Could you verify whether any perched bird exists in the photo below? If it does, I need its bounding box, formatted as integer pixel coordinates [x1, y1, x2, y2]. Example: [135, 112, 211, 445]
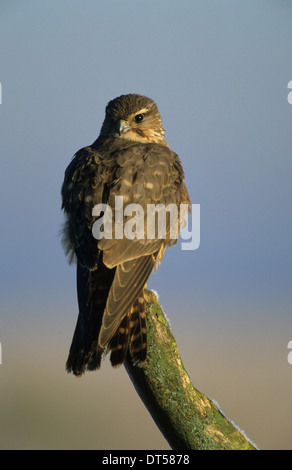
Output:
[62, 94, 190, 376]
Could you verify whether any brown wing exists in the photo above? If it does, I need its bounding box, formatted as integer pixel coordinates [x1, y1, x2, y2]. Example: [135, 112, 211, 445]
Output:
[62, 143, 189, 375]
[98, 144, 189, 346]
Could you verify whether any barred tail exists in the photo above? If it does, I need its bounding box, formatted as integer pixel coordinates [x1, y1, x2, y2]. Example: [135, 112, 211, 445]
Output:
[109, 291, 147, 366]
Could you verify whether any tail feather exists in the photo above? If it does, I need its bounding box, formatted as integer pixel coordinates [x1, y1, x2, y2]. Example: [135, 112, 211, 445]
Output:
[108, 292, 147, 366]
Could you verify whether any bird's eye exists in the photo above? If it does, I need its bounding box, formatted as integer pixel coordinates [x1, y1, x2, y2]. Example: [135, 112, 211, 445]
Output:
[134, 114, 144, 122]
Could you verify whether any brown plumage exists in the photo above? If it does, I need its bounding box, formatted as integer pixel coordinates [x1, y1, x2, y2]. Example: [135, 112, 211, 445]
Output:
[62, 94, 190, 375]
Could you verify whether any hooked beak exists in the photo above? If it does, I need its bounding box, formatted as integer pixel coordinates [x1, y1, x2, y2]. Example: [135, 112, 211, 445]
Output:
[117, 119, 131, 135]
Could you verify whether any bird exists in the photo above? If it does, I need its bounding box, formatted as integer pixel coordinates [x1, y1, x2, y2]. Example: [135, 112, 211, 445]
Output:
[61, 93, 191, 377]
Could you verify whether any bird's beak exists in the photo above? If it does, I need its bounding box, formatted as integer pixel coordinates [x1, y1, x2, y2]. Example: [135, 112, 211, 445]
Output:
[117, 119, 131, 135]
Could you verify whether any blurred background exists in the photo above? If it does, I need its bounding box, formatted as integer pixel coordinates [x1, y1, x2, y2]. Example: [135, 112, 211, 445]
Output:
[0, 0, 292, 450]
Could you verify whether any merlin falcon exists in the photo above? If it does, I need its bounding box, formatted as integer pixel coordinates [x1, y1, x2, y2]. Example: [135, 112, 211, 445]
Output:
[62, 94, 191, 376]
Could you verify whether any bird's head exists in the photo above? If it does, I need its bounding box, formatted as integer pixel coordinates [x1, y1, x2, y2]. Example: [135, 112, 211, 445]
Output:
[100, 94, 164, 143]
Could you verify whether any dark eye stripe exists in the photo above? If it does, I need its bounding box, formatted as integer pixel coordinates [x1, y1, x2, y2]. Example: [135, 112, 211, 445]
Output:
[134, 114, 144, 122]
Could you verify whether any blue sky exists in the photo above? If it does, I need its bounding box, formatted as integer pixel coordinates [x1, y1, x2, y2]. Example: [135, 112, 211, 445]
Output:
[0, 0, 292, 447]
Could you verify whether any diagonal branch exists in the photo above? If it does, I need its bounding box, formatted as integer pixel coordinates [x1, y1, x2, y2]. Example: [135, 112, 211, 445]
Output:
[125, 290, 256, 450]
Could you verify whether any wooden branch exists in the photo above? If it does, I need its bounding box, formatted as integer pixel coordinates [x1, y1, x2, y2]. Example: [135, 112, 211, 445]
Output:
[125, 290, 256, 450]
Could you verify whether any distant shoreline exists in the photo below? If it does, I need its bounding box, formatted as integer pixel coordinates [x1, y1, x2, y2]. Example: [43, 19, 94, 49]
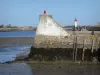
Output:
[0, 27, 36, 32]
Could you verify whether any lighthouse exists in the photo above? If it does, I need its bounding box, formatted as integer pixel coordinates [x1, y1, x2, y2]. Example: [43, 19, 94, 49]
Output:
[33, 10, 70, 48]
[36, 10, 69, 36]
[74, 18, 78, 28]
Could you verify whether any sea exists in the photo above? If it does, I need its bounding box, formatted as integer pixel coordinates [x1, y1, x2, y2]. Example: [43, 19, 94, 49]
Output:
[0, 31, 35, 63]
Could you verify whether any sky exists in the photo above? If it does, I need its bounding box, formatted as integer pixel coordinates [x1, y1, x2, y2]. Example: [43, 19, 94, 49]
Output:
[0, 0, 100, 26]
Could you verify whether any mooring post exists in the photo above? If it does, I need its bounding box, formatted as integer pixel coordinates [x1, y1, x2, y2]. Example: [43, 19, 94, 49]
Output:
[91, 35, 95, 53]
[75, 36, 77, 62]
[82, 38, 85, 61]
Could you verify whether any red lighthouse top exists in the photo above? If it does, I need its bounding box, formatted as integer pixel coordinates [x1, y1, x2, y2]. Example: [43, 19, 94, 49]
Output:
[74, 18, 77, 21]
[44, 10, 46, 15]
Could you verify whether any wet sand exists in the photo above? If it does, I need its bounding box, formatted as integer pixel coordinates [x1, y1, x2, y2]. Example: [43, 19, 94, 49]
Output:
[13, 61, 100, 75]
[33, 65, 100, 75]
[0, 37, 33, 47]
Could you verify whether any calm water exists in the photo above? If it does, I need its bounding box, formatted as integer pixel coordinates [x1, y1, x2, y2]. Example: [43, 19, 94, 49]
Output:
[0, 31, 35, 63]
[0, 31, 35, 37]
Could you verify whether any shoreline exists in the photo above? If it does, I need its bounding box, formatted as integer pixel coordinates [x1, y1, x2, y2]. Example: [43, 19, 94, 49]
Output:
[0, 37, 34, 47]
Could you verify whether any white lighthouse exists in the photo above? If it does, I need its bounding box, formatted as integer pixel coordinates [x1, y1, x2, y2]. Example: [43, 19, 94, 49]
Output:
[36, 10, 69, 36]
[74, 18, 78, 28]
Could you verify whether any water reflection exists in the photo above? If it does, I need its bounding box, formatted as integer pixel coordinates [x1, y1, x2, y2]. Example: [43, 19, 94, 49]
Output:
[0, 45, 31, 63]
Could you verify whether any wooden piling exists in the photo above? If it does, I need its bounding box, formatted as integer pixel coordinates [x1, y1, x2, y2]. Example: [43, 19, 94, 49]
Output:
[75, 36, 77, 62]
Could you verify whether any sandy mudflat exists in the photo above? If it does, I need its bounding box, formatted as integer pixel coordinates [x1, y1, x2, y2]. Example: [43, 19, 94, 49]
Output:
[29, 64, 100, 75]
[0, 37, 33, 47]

> [STATED EXERCISE]:
Pick out every line in the entries above that contains the word "below", and copy each one. Match the letter case exactly.

> [EXERCISE RESPONSE]:
Could you verify whether any perched bird exists in the photo below? If it does, I need its bounding box, formatted as integer pixel coordinates [x1, y1, x2, y2]. Example: [135, 112, 211, 445]
Could you verify whether any distant shoreline exists in the photo below? If it does, I need its bounding box, formatted as integer pixel coordinates [x1, y1, x2, y2]. Example: [43, 19, 94, 49]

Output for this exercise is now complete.